What you should do>
Please list every place on the body where the rash appeared, according to the account below of pain before therapy.

Page excerpt START

I can clearly remember the pain that I felt before going into therapy. These symptoms were both physical and emotional. The physical signs I had were a rash on my belly, arm and behind my ear. I had tried all different kinds of over the counter creams and lotions. Some of the creams only helped a little bit. It never went away. I kept scratching which made the rash worse. I was under a lot of stress because my dog, Noodles, died in March. On top of that, I was in a temporary job that I did not care for because their was a lack of public transportation and accommodations.
I had wide spread body pain. I hurt all over my body. The only thing that helped some was a hot bath, which also made my rash hurt.
When it came to the emotional pain, I had waves of sadness and hopelessness. I had very little motivation, and I was crying a lot. Since I was having so many problems my family and friends encouraged me to see a doctor and to get a referral to see a therapist.

Page excerpt END
Dataset section START

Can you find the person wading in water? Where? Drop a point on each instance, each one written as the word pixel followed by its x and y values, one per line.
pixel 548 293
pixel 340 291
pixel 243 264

Dataset section END

Response area>
Belly, arm, behind the ear